== ПРЕДЛОЖЕННЫЙ ОТРЫВОК ==

────────────────────

Товарищеские отношения установились у Плещеева с Иваном Васильевичем Павловым, служившим по медицинской части при оренбургском губернаторстве. Человек острого ума, наделенный большой фантазией и зорким взглядом, Иван Васильевич, пробующий к тому же кое-что сочинять «почти беллетристическое», с искренней симпатией относился к Плещееву, знал и ценил стихи опального поэта.

Впоследствии Плещеев возобновит дружбу с Павловым — оба станут соредакторами газеты «Московский вестник». В этот период знакомится Плещеев и с Алексеем Михайловичем Жемчужниковым — одним из авторов знаменитых «Сочинений Козьмы Пруткова», служившим одно время в числе помощников Перовского. В обществе таких людей, как Павлов и Жемчужников, Алексей Николаевич поистине преображался, ощущая себя петербуржцем времен вольной жизни.

Но особенно близко сошелся Плещеев с Дандевилями, в доме которых чувствовал себя настолько раскованно, что порой забывал о своем положении ссыльного. Если бы только не его нелепый солдатский мундир!.. А так все, как на свободе, в знакомой петербургской квартире: увлекательные разговоры за ужином об искусстве, литературе, музыкальные вечера, нежный голос обворожительной и умнейшей Любови Захаровны Дандевиль; она всегда старалась уговорить Алексея Николаевича читать его собственные стихи, от которых Плещеев за два с половиной года мытарств как-то отошел, и они казались ему порой такими… беспомощными и неубедительными. Но Любовь Захаровна, если ей удавалось уговорить Плещеева что-нибудь прочитать, всегда так нежно смотрела на него, что Алексей испытывал действительную радость вдохновения. Он снова ощущал себя поэтом, человеком, способным восхищаться, восторженно любить… да, да и любить — тоже, любить Любовь Захаровну, конечно, любить в мечте, ибо он видел, что ее чувство к мужу — настоящее и глубокое.

────────────────────

== ЗАПИСИ ДЛЯ ПРОВЕРКИ ==
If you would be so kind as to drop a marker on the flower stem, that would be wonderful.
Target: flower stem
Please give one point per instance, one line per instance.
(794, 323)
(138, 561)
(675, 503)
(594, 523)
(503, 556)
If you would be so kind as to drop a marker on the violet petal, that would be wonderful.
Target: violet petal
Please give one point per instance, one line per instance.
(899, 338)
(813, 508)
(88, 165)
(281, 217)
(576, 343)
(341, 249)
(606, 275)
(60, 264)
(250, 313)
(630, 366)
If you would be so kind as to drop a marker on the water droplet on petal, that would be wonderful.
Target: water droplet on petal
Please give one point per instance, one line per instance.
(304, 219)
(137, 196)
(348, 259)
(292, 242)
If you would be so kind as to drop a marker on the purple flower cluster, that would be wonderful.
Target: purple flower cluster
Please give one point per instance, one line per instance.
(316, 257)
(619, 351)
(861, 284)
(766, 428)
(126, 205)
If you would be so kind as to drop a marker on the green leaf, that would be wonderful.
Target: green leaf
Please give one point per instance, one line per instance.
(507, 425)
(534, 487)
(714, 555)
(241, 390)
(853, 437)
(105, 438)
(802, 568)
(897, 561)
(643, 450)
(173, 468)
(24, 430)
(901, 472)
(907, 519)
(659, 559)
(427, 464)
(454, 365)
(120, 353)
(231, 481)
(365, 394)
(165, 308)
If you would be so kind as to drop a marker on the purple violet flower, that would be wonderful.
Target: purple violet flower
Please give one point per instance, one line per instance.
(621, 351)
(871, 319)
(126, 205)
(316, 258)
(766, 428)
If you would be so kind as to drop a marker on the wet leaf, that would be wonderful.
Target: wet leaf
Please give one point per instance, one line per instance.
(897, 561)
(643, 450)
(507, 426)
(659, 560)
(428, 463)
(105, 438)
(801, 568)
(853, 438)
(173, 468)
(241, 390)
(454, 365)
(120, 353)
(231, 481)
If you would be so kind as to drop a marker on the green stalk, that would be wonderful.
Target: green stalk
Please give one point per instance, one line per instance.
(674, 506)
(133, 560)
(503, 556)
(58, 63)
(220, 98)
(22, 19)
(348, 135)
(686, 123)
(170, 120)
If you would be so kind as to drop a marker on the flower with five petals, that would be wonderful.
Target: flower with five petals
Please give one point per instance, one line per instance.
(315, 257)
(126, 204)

────────────────────

== ЧТО НУЖНО СДЕЛАТЬ ==
1: Соредакторами какой газеты, согласно отрывку о Плещееве, впоследствии станут Плещеев и Павлов?
2: Перескажите отрывок о Плещееве в двух предложениях.
3: Напишите продолжение отрывка о Плещееве, начав сразу после его последнего предложения.

== ОТВЕТЫ ПО НОМЕРАМ ==
1: «Московский вестник».

2: Будучи ссыльным, Плещеев сдружился с Иваном Васильевичем Павловым, ценившим его стихи, и познакомился с Алексеем Михайловичем Жемчужниковым, одним из авторов «Сочинений Козьмы Пруткова»; в их обществе он ощущал себя петербуржцем времен вольной жизни. Особенно близко он сошелся с Дандевилями, где Любовь Захаровна уговаривала его читать собственные стихи, и он вновь испытывал радость вдохновения и любил ее в мечте, видя, что ее чувство к мужу настоящее и глубокое.

3:
В обществе Дандевилей Плещеев возрождался в полном смысле этого слова и чувствовал, что жизнь его стала наполняться внутренним смыслом, надеждой и верой в будущее. И самое радостное — возникла настоятельная потребность передавать мысли и переживания свои бумаге, потребность исповедоваться стихами, которые, казалось, уже разучился писать.

Первым толчком, благодаря которому Алексей вернулся к стихам, послужил такой эпизод: однажды, на одном из вечеров у Дандевилей, Плещеев рассказал Любови Захаровне о гравюре с картины Рафаэля «Сикстинская мадонна», которую ему оставила мать, и Любовь Захаровна изъявила желание увидеть эту гравюру. Тогда Алексей Николаевич попросил разрешения подарить ее Любови Захаровне и вместе с гравюрой отправил на имя Л. З. Дандевиль письмо и стихи, которые так и назвал «При посылке Рафаэлевой Мадонны». Стихотворению Плещеев предпослал эпиграф из лермонтовской «Молитвы». Дата, стоящая под стихотворением — 17 февраля 1853 года, — стала для Алексея Николаевича своего рода днем возвращения в поэзию.

В ответ на подарок Плещеева Любовь Захаровна подарила поэту альбом для стихов, в который Алексей Николаевич стал заносить рождающиеся строки, строфы, целые стихотворения, многие из которых были посвящены Л. З. Дандевиль. Стихи по большей части имели ярко выраженную минорную окраску, и — что там говорить — чувствовалось, что написаны они человеком с надломленной судьбой, человеком, еще не совсем уверенным в том, что его ждет впереди.